STATED PROBLEM: Can you write out these lines again, replacing "marker" with "dot" everywhere it appears and leaving everything else untouched?

EXERCISE INPUT:
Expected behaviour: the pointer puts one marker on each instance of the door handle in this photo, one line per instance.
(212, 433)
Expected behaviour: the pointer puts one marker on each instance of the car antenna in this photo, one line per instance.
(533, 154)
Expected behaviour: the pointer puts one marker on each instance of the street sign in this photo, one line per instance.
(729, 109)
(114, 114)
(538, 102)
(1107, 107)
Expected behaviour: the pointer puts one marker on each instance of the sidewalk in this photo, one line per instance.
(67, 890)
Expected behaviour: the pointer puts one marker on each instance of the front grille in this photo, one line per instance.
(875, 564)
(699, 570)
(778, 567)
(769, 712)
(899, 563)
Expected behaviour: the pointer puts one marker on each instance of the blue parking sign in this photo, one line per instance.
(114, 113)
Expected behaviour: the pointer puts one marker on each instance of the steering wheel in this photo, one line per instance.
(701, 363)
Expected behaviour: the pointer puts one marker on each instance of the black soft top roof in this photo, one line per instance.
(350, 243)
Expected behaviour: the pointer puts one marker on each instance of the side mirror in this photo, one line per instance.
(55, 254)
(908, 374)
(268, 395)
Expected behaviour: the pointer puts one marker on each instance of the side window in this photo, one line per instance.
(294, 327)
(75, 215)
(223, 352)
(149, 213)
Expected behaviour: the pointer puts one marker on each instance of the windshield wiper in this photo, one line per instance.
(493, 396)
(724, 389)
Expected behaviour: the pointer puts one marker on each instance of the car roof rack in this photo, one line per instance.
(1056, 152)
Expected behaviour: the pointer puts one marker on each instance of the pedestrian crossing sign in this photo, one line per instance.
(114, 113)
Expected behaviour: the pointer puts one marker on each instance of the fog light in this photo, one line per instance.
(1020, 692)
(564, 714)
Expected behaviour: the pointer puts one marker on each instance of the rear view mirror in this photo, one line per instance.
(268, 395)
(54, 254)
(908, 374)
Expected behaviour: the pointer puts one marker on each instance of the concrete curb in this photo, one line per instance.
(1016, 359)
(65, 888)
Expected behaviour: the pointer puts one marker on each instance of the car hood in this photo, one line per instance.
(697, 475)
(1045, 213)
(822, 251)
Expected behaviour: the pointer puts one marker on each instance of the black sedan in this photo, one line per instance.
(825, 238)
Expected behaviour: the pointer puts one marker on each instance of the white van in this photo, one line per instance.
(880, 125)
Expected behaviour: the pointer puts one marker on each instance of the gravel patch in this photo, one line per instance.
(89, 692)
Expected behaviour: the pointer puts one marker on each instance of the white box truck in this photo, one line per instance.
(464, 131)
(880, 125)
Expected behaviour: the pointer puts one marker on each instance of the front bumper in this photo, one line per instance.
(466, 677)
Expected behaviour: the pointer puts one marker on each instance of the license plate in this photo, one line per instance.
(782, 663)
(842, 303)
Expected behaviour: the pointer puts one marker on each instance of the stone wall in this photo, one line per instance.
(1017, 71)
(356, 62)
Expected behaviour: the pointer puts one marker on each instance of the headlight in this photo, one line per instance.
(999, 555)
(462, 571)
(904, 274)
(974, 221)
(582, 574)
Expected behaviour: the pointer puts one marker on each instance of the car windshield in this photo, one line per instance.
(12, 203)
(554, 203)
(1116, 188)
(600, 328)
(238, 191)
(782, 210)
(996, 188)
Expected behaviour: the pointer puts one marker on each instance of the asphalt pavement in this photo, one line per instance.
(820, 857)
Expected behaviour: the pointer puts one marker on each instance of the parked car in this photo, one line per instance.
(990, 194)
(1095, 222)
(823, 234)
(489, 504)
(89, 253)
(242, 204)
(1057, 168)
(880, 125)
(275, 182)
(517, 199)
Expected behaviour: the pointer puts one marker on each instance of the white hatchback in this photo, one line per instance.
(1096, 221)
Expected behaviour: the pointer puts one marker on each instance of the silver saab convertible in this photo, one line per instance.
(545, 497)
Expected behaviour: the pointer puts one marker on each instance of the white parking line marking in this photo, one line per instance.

REPLY:
Expected behaviour: the pointer puts one dot on each instance of the door handle in this photo, one line per instance.
(212, 433)
Expected behaviour: the pointer puts one dot on each instance of the car antenna in this photo, one line per instance.
(533, 154)
Expected behaviour: the pointer puts one dot on each instance of the street sign in this photo, one line per instance.
(729, 109)
(114, 114)
(538, 102)
(1107, 107)
Expected behaviour: the pointer puts one dot on each instance of the sidewalk in this photo, one line per instance.
(67, 890)
Expected behaviour: the pointer puts one dot on each instance of the front grille in this photo, one line per instance.
(875, 564)
(699, 570)
(778, 567)
(769, 712)
(899, 563)
Expected behaviour: the pointer puts one dot on each instance of the blue parking sign in this photo, one line per instance.
(114, 113)
Expected behaviour: the pointer puts one dot on each instance of the steering wheel in this photo, one line per instance.
(701, 363)
Expected behaviour: the pointer puts one dot on each instance of the black soft top roof in this photo, one line per instance.
(350, 243)
Expected behaviour: the pointer puts one dot on each instance of the side mirror in this photo, one line per instance.
(55, 254)
(908, 374)
(268, 395)
Expected behaviour: the pointer puts one dot on each instance of the side window in this photo, one line per instance.
(294, 327)
(75, 215)
(223, 352)
(149, 213)
Expected behaviour: the pointer puts one dot on each instance of the windshield wiper in this photo, one line per instance.
(493, 396)
(724, 389)
Expected behaviour: the pointer puts one dot on each instance of the car roof rack in this photo, one line per instance.
(1056, 152)
Expected behaviour: the pointer puts one dot on each instance of the pedestrian crossing sign in this photo, one line per instance.
(114, 113)
Expected behaviour: the pointer puts one dot on each instance of the fog light in this photo, one line per instance.
(1020, 692)
(564, 714)
Expected behaviour: the pointer puts one dot on each instance of the rear view mirror in this photo, one line per instance.
(268, 395)
(54, 254)
(908, 374)
Expected behaviour: the pointer puts one dot on each instance of the concrete curb in this photo, one line per instance.
(1016, 359)
(65, 888)
Expected behaviour: the pointer puts one dot on each instance of the car hood in this photo, one line per instance.
(697, 475)
(1045, 213)
(822, 251)
Expected behaviour: the pointer puts one dot on each instance of the black sedan in this photo, one line per instance.
(825, 238)
Expected behaviour: the pointer puts one dot on each instance of the white van in this photo, one line per instance.
(880, 125)
Expected behaviour: the pointer puts one dot on each instance of the gravel patch in this photo, one line per instance.
(89, 692)
Expected behaviour: the pointer puts one dot on each instance of the white box truck in this photo, one line per instance.
(464, 131)
(880, 125)
Expected behaviour: the pointer puts one dot on each instance of the front bumper in this photo, one line per instance.
(466, 677)
Expected behaviour: the pointer puts one dot on each instance of the license plate in this photo, one line per instance.
(782, 663)
(842, 303)
Expected behaviour: the pointer puts one dot on each instance of the stone wall in this photo, one line per instance.
(1017, 71)
(356, 62)
Expected behaviour: the pointer puts one dot on each instance of the headlight in this photo, one line per instance.
(999, 555)
(462, 571)
(904, 274)
(974, 221)
(582, 574)
Expected behaviour: the pointer puts one dot on each instance of the car windshield in this photo, one line per instance.
(12, 203)
(554, 203)
(1116, 188)
(600, 328)
(238, 191)
(782, 210)
(996, 188)
Expected behaviour: the pointer puts one dot on each instance of the asphalt pavement in this photo, one line per instance.
(820, 857)
Expected behaviour: the pointer puts one dot on each instance of the parked car in this photo, one line per instance.
(990, 194)
(1095, 222)
(823, 234)
(489, 504)
(89, 253)
(242, 204)
(1057, 168)
(880, 125)
(275, 182)
(517, 199)
Expected behaviour: the pointer puts one dot on each instance of the white hatchback in this photo, one line per instance.
(1096, 221)
Expected behaviour: the pointer puts one dot on each instance of the silver saab convertible in this photo, one line per instance.
(545, 497)
Expected behaviour: the pointer puts one dot on each instance of the white parking line marking in this photo, one line per instance.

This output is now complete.